[Recorded data]
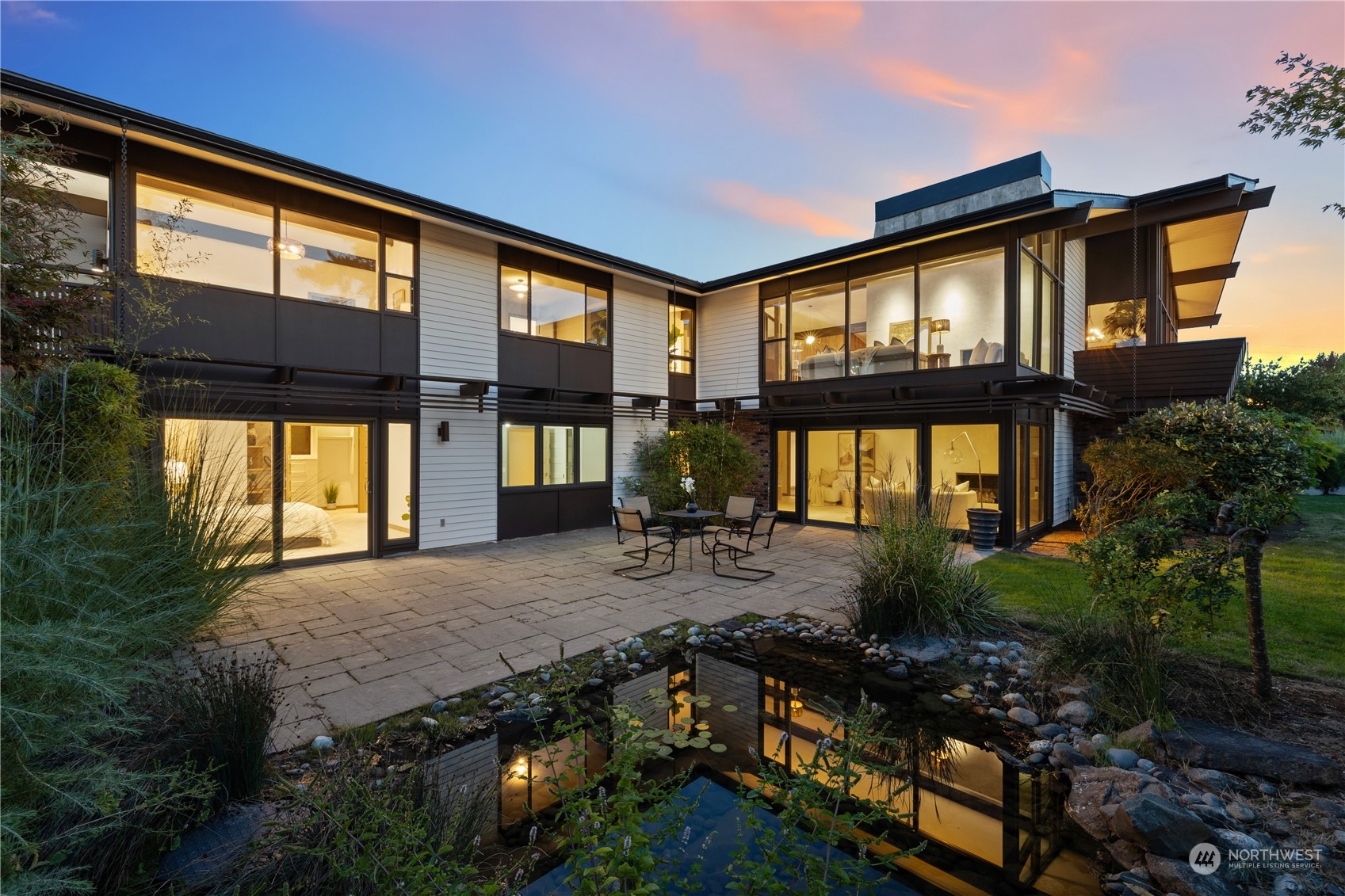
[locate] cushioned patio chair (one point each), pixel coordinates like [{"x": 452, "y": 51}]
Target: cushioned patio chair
[
  {"x": 731, "y": 547},
  {"x": 642, "y": 503},
  {"x": 636, "y": 528}
]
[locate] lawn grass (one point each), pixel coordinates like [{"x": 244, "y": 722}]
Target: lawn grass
[{"x": 1304, "y": 579}]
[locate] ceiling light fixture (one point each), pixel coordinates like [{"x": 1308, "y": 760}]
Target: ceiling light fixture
[{"x": 287, "y": 248}]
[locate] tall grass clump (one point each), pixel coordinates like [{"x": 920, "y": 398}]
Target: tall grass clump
[
  {"x": 907, "y": 576},
  {"x": 105, "y": 572}
]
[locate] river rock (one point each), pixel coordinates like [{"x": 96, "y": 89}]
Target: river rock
[
  {"x": 1177, "y": 876},
  {"x": 1076, "y": 712},
  {"x": 1122, "y": 757},
  {"x": 1223, "y": 749},
  {"x": 1158, "y": 826},
  {"x": 1092, "y": 788},
  {"x": 924, "y": 649}
]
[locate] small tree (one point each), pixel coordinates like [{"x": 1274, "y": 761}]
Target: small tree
[
  {"x": 44, "y": 316},
  {"x": 710, "y": 454},
  {"x": 1312, "y": 108}
]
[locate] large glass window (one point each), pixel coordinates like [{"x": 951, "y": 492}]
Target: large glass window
[
  {"x": 326, "y": 509},
  {"x": 962, "y": 310},
  {"x": 202, "y": 236},
  {"x": 592, "y": 454},
  {"x": 816, "y": 338},
  {"x": 327, "y": 261},
  {"x": 518, "y": 455},
  {"x": 86, "y": 198},
  {"x": 399, "y": 482},
  {"x": 567, "y": 454},
  {"x": 1038, "y": 296},
  {"x": 681, "y": 338},
  {"x": 553, "y": 307},
  {"x": 777, "y": 338},
  {"x": 208, "y": 237},
  {"x": 883, "y": 325},
  {"x": 785, "y": 471},
  {"x": 557, "y": 455},
  {"x": 399, "y": 279},
  {"x": 965, "y": 468}
]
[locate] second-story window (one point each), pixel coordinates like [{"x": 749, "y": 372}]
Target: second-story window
[
  {"x": 1038, "y": 300},
  {"x": 681, "y": 339},
  {"x": 202, "y": 236},
  {"x": 552, "y": 307}
]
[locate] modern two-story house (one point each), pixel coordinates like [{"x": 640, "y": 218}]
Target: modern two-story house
[{"x": 376, "y": 372}]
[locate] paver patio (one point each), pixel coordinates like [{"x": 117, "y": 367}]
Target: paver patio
[{"x": 368, "y": 639}]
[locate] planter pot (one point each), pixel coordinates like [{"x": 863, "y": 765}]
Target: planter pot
[{"x": 984, "y": 525}]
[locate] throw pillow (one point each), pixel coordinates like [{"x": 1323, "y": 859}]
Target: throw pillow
[{"x": 978, "y": 353}]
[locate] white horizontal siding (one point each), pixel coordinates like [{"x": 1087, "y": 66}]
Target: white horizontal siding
[
  {"x": 1067, "y": 497},
  {"x": 639, "y": 338},
  {"x": 459, "y": 300},
  {"x": 727, "y": 347},
  {"x": 457, "y": 478},
  {"x": 625, "y": 432},
  {"x": 1076, "y": 311}
]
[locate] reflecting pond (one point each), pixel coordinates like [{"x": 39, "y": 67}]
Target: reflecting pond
[{"x": 986, "y": 826}]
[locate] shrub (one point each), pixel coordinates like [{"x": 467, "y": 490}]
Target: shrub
[
  {"x": 97, "y": 595},
  {"x": 1238, "y": 450},
  {"x": 713, "y": 455},
  {"x": 1331, "y": 475},
  {"x": 366, "y": 837},
  {"x": 222, "y": 709},
  {"x": 907, "y": 576}
]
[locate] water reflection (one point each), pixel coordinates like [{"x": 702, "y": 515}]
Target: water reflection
[{"x": 989, "y": 829}]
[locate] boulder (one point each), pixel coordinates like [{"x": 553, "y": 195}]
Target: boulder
[
  {"x": 924, "y": 649},
  {"x": 1160, "y": 826},
  {"x": 1177, "y": 876},
  {"x": 1092, "y": 788},
  {"x": 1076, "y": 712},
  {"x": 1221, "y": 749}
]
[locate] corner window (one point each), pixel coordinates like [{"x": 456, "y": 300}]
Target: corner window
[
  {"x": 1038, "y": 299},
  {"x": 552, "y": 455},
  {"x": 327, "y": 261},
  {"x": 202, "y": 236},
  {"x": 553, "y": 307},
  {"x": 208, "y": 237},
  {"x": 681, "y": 339}
]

* PROBLEM DETAILS *
Edit all the items above, changing every "pixel coordinates" to "image coordinates" and keeping everything else the same. Leave the pictures out of your answer.

* RESPONSE *
[locate] cushioned patio chair (one point each), image coordinates like [{"x": 452, "y": 51}]
Target: cushioned patio chair
[
  {"x": 731, "y": 547},
  {"x": 642, "y": 503},
  {"x": 636, "y": 528}
]
[locate] lawn grass (one point each), image coordinates like [{"x": 244, "y": 722}]
Target: lawn grass
[{"x": 1304, "y": 579}]
[locate] ceiling light fixture (one point each), image coordinates like [{"x": 1308, "y": 760}]
Target: ceiling light fixture
[{"x": 287, "y": 248}]
[locate] tall grass clump (one point each), image coordinates like [{"x": 920, "y": 398}]
Target: tall grass clump
[
  {"x": 907, "y": 576},
  {"x": 105, "y": 572}
]
[locate] river rock (one point each), image coordinates like [{"x": 96, "y": 89}]
Target: river rock
[
  {"x": 1177, "y": 876},
  {"x": 1076, "y": 712},
  {"x": 1122, "y": 757},
  {"x": 1223, "y": 749},
  {"x": 1158, "y": 826},
  {"x": 1092, "y": 788},
  {"x": 924, "y": 649}
]
[locate] small tree (one point each), image coordinates like [{"x": 1274, "y": 761}]
Target: small tree
[
  {"x": 44, "y": 316},
  {"x": 710, "y": 454},
  {"x": 1312, "y": 108}
]
[locate] large glass window (one point each), image coordinates like [{"x": 951, "y": 492}]
Target: large glass window
[
  {"x": 326, "y": 509},
  {"x": 962, "y": 310},
  {"x": 202, "y": 236},
  {"x": 592, "y": 454},
  {"x": 816, "y": 338},
  {"x": 327, "y": 261},
  {"x": 518, "y": 455},
  {"x": 86, "y": 198},
  {"x": 399, "y": 482},
  {"x": 567, "y": 454},
  {"x": 1038, "y": 296},
  {"x": 681, "y": 338},
  {"x": 553, "y": 307},
  {"x": 777, "y": 338},
  {"x": 208, "y": 237},
  {"x": 883, "y": 325},
  {"x": 785, "y": 471},
  {"x": 557, "y": 455},
  {"x": 399, "y": 279},
  {"x": 965, "y": 468}
]
[locate] second-story window (one point each), image coordinates like [{"x": 749, "y": 372}]
Target: second-story window
[
  {"x": 1038, "y": 300},
  {"x": 681, "y": 339},
  {"x": 202, "y": 236},
  {"x": 552, "y": 307}
]
[locate] modern two-story house (one point each), image coordinates like [{"x": 640, "y": 218}]
Target: modern two-story house
[{"x": 376, "y": 372}]
[locate] paver patio (one point each), image coordinates like [{"x": 117, "y": 367}]
Target: paver patio
[{"x": 368, "y": 639}]
[locate] planter pot (one point each), image coordinates like [{"x": 863, "y": 765}]
Target: planter pot
[{"x": 984, "y": 525}]
[locate] throw pillow (one point each), image coordinates like [{"x": 1323, "y": 859}]
Target: throw pillow
[{"x": 978, "y": 353}]
[locate] white horizontal siding (one point each), image coordinates like [{"x": 1087, "y": 66}]
Target: white horizontal siding
[
  {"x": 1067, "y": 497},
  {"x": 639, "y": 338},
  {"x": 459, "y": 300},
  {"x": 727, "y": 347},
  {"x": 457, "y": 478},
  {"x": 625, "y": 432},
  {"x": 1076, "y": 311}
]
[locate] reflecting pond (one point each), image coordinates like [{"x": 39, "y": 67}]
Target: reflecting pond
[{"x": 986, "y": 826}]
[locate] shrub (one point each), image coordinates like [{"x": 467, "y": 490}]
Target: shrub
[
  {"x": 97, "y": 595},
  {"x": 1238, "y": 450},
  {"x": 713, "y": 455},
  {"x": 1331, "y": 475},
  {"x": 366, "y": 837},
  {"x": 222, "y": 709},
  {"x": 907, "y": 576}
]
[locate] water reflection (one point each), image coordinates like [{"x": 702, "y": 515}]
Target: water reflection
[{"x": 989, "y": 829}]
[locate] boulder (one point each), image coordinates like [{"x": 553, "y": 195}]
Target: boulder
[
  {"x": 924, "y": 649},
  {"x": 1160, "y": 826},
  {"x": 1177, "y": 876},
  {"x": 1092, "y": 788},
  {"x": 1076, "y": 712},
  {"x": 1221, "y": 749}
]
[locate] corner window (one point each), image coordinates like [{"x": 456, "y": 300}]
Target: corner window
[
  {"x": 1038, "y": 299},
  {"x": 552, "y": 455},
  {"x": 327, "y": 261},
  {"x": 202, "y": 236},
  {"x": 553, "y": 307},
  {"x": 208, "y": 237},
  {"x": 681, "y": 339}
]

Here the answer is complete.